Put the records in the stretch from "Task: set a pin on each instance of the sandy ground." through "point(39, 186)" into a two-column CSV with the headers text and answer, one row per record. Enclose each field in quotes and replace any line breaks with spaces.

═══ Material for the task ═══

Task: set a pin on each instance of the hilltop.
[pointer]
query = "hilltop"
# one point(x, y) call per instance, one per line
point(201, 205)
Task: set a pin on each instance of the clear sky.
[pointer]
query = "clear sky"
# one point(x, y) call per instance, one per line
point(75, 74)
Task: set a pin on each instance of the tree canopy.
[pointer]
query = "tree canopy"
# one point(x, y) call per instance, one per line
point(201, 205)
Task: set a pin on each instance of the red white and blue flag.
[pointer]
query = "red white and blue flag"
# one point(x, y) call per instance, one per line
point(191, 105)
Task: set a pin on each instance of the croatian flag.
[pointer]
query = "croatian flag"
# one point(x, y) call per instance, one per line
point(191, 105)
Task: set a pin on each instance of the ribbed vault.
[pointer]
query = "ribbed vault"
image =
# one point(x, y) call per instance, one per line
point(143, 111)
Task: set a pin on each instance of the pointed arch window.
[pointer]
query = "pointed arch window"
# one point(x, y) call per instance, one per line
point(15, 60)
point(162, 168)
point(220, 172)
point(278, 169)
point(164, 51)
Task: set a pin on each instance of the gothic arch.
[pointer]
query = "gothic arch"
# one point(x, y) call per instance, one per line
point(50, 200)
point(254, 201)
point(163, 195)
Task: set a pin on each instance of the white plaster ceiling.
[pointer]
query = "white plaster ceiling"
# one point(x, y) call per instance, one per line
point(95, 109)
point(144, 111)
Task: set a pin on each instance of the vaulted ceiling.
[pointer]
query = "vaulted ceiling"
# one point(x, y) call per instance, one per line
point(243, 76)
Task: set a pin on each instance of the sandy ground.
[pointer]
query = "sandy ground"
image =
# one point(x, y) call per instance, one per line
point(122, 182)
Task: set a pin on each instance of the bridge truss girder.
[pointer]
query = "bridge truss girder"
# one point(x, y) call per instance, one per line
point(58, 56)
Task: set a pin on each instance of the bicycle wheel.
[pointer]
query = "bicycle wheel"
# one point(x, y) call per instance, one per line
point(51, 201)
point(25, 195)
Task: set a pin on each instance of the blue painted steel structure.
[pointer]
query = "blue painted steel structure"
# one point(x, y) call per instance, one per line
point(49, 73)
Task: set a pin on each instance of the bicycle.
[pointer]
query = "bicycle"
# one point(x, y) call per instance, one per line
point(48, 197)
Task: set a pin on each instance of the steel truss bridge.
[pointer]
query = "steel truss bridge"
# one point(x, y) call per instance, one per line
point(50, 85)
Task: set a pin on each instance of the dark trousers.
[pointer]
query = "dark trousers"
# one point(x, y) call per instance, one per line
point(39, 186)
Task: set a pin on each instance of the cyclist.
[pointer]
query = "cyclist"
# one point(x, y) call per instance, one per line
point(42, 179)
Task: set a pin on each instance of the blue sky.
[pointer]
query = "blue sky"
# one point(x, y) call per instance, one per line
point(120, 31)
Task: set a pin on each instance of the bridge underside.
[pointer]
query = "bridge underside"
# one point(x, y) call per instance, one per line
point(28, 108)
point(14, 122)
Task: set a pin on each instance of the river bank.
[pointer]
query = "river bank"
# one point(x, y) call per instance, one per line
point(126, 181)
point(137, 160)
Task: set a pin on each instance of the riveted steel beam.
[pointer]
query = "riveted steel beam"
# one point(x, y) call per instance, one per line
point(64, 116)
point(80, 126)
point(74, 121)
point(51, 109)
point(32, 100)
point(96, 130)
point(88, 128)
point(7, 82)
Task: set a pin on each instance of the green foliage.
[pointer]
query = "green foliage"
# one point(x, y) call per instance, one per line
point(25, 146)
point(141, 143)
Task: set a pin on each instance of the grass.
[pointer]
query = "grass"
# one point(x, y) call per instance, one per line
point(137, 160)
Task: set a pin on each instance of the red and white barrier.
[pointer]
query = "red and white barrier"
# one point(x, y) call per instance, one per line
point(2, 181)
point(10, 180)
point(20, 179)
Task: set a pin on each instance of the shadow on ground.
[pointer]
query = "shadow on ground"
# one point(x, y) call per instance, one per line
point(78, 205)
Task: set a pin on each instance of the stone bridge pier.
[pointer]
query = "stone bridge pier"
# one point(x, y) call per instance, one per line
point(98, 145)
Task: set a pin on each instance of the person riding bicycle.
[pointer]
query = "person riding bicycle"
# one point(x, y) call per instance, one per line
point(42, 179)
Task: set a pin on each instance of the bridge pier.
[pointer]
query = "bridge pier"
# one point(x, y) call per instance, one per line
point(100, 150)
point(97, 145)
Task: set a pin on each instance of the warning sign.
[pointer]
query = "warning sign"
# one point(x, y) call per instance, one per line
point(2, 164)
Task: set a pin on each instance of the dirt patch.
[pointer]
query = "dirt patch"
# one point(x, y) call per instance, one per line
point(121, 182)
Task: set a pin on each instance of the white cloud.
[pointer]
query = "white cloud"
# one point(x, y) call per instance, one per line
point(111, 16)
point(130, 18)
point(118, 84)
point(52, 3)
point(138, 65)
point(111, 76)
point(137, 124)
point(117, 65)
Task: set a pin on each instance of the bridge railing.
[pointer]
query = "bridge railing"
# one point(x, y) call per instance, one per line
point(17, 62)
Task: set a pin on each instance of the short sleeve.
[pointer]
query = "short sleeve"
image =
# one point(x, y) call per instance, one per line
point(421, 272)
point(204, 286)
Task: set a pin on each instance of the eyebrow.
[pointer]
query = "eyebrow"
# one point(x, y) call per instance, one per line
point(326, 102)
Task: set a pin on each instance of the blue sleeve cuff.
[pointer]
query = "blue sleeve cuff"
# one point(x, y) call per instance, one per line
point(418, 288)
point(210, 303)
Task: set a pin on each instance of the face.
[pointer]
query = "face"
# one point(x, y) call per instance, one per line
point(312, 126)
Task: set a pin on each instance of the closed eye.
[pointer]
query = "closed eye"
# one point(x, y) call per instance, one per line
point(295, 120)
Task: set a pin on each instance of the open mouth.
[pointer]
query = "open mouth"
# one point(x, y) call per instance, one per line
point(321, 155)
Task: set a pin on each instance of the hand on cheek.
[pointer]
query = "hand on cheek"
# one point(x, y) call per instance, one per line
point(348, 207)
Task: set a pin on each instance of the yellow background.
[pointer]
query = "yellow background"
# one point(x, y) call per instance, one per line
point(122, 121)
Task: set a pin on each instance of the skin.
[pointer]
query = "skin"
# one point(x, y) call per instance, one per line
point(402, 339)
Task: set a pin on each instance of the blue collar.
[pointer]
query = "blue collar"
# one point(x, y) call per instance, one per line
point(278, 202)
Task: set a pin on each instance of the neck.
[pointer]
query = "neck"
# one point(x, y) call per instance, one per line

═══
═══ Material for the task ═══

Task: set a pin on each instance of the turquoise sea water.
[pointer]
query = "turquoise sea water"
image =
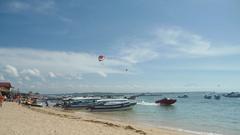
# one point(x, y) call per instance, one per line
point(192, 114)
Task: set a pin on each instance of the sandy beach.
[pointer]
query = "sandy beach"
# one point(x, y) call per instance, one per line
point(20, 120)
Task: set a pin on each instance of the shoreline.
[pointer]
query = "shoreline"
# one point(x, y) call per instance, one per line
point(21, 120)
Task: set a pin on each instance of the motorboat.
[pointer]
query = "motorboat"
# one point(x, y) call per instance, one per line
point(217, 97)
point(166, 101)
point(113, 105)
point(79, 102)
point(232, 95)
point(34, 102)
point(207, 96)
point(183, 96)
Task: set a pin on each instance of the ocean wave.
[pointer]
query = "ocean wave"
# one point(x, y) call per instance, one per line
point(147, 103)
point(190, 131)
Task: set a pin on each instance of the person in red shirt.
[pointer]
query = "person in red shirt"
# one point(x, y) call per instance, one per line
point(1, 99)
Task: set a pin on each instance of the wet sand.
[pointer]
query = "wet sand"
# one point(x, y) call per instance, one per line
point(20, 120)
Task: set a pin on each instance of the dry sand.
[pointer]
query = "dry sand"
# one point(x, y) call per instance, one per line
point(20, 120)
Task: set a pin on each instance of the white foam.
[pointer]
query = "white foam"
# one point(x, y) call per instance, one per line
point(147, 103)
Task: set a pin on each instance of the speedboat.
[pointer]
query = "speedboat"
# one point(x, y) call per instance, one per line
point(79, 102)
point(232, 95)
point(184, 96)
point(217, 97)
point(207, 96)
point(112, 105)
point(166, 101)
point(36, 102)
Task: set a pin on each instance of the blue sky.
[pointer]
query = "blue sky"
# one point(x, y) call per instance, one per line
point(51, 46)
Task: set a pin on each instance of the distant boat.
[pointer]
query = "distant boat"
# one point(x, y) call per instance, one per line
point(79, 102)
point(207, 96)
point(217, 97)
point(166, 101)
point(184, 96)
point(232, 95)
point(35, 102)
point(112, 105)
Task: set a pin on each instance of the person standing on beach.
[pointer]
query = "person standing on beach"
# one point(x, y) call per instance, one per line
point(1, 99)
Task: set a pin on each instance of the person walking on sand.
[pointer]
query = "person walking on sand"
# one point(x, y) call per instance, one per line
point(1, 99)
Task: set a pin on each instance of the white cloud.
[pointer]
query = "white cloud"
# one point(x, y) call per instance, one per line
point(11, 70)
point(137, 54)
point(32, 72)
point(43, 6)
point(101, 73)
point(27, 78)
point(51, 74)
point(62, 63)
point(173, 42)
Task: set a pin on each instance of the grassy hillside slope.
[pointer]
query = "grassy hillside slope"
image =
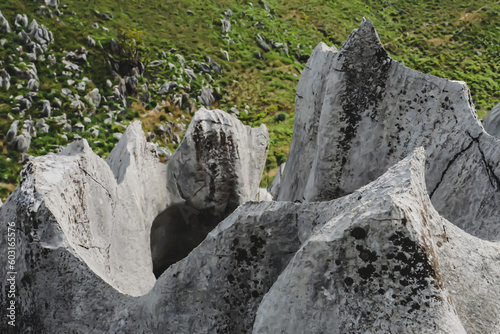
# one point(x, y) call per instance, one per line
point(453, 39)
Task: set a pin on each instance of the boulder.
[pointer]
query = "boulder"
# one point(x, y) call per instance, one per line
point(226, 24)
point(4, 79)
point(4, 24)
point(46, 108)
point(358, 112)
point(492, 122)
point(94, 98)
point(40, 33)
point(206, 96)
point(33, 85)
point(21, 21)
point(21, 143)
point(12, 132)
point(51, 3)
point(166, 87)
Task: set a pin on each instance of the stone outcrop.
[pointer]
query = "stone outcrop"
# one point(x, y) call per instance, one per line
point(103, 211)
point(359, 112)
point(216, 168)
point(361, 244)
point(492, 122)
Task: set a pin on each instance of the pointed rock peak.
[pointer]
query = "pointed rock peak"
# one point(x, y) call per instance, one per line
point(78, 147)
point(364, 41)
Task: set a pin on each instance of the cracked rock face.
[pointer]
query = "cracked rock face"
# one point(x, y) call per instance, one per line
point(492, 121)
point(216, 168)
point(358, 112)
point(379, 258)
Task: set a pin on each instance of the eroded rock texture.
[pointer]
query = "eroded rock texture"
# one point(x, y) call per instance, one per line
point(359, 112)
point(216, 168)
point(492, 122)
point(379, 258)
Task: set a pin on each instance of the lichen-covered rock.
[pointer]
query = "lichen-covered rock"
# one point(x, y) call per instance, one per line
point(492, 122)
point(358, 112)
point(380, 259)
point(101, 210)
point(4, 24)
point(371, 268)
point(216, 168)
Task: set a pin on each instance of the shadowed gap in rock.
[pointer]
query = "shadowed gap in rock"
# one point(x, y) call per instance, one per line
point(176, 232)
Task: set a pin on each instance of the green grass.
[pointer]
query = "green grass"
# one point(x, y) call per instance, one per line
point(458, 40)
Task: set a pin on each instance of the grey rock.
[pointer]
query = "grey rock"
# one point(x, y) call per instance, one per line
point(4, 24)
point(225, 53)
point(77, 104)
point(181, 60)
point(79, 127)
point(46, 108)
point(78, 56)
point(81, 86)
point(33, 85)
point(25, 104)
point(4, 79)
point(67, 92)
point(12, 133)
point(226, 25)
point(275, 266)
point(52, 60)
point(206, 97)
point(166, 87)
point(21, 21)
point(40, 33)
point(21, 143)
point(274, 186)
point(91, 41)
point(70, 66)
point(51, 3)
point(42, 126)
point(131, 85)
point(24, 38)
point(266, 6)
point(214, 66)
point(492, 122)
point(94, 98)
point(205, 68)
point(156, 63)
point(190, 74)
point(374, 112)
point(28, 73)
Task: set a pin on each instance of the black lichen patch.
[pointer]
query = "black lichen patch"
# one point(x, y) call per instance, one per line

═══

* **Exercise answer**:
text,answer
"Task: set a pin on each instance of the sandy ground. [pointer] query = ""sandy ground"" image = # one point(x, y) call per instance, one per line","point(122, 182)"
"Task: set a pin on each instance of the bridge truss girder. [pointer] query = ""bridge truss girder"" # one point(x, y) call per instance, one per line","point(58, 56)"
"Task: set a pin on each instance of the bicycle wheel. [pointer] query = ""bicycle wheel"" # one point(x, y) call per instance, one per line","point(51, 201) point(25, 195)"
"Task: set a pin on each instance of the blue painted steel structure. [pointer] query = ""blue painted steel structure"" # one point(x, y) call per instance, one per line","point(49, 73)"
"Task: set a pin on each instance of the bicycle. [pointer] query = ""bicycle"" # one point(x, y) call per instance, one per line","point(48, 197)"
"Task: set a pin on each instance of the steel truss bridge. [pointer] query = ""steel truss bridge"" # one point(x, y) call per instance, one per line","point(50, 85)"
"Task: set a pin on each instance of the dark trousers. [pointer] query = ""dark trousers"" # one point(x, y) call per instance, one per line","point(39, 186)"